DIRECTIONS: Reproduce every line of the material below verbatim, without changing anything.

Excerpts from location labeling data
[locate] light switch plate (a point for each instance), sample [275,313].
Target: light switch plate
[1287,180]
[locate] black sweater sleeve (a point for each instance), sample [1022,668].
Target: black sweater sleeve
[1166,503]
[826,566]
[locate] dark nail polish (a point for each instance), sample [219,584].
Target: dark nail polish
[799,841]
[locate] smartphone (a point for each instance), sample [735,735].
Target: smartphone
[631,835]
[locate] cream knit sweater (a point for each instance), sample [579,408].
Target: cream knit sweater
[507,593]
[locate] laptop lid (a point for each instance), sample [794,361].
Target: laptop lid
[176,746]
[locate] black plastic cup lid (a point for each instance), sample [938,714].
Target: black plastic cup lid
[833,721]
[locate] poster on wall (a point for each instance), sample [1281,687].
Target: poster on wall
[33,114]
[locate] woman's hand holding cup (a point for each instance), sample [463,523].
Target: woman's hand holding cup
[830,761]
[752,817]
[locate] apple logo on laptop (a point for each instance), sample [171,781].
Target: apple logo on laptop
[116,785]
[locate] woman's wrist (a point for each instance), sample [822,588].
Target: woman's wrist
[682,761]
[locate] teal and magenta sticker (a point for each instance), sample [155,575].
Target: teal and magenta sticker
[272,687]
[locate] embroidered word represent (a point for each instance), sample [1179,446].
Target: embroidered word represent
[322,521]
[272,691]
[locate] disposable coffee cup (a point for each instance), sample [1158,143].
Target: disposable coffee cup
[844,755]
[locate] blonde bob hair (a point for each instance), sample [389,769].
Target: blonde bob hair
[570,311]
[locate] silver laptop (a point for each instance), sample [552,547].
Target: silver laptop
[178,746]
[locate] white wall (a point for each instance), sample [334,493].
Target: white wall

RESPONSE:
[locate] light switch plate (a point for each instance), sample [275,313].
Target: light switch plate
[1287,180]
[locate] black sweater sleeve (a point for each instance), sample [1022,668].
Target: black sweater sleeve
[1166,503]
[826,566]
[locate] dark nail polish (a point for each instance), sample [219,584].
Target: dark nail polish
[799,841]
[locate] smartphone (a point for each instance), sample [735,735].
Target: smartphone
[631,835]
[locate] cream knit sweater (a point for each instance), sample [579,408].
Target: cream knit sweater
[507,593]
[locate] laptop lid (a point for each instance), sample [794,361].
Target: laptop lid
[176,746]
[locate] black plastic cup lid (a point for each instance), sample [938,714].
Target: black plastic cup lid
[833,721]
[locate] poster on wall (a point for each instance), sample [1281,687].
Target: poster on wall
[33,114]
[locate] woman's hand holding cup (a point for each instance), sample [463,523].
Target: woman's hand holding cup
[830,761]
[752,817]
[locate] apple logo on laptop (a point for each instance), sample [171,781].
Target: apple logo on laptop
[116,785]
[locate] woman's wrist (a point for each instance), sample [822,588].
Target: woman's wrist
[682,761]
[locate] teal and magenta sticker (a point for each instance), sample [155,575].
Target: teal and magenta sticker
[272,687]
[locate] embroidered word represent (a point for each instance), sample [1179,446].
Target: embroidered word represent
[322,521]
[272,691]
[locate] disposable coffee cup (a point for each instance), sample [1158,143].
Target: disposable coffee cup
[844,755]
[locate] blonde bob hair (a point for each instance), sample [389,769].
Target: blonde bob hair
[570,311]
[locate] silver laptop (a point for each instance), sample [552,547].
Target: silver laptop
[178,746]
[locate] white wall (a point for each instance), sample [334,493].
Target: white wall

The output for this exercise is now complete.